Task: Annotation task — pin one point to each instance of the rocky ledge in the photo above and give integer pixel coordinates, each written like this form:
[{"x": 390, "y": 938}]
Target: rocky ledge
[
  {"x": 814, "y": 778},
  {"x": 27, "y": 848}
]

-----

TRY IT: Please give the listing again exactly, line for line.

OUTPUT OF THE EXERCISE:
Task: Annotation task — pin one point to each instance of the rocky ledge in the photo above and give integer pixel coordinates, each written like this form:
[{"x": 390, "y": 938}]
Target: rocky ledge
[
  {"x": 814, "y": 778},
  {"x": 27, "y": 848}
]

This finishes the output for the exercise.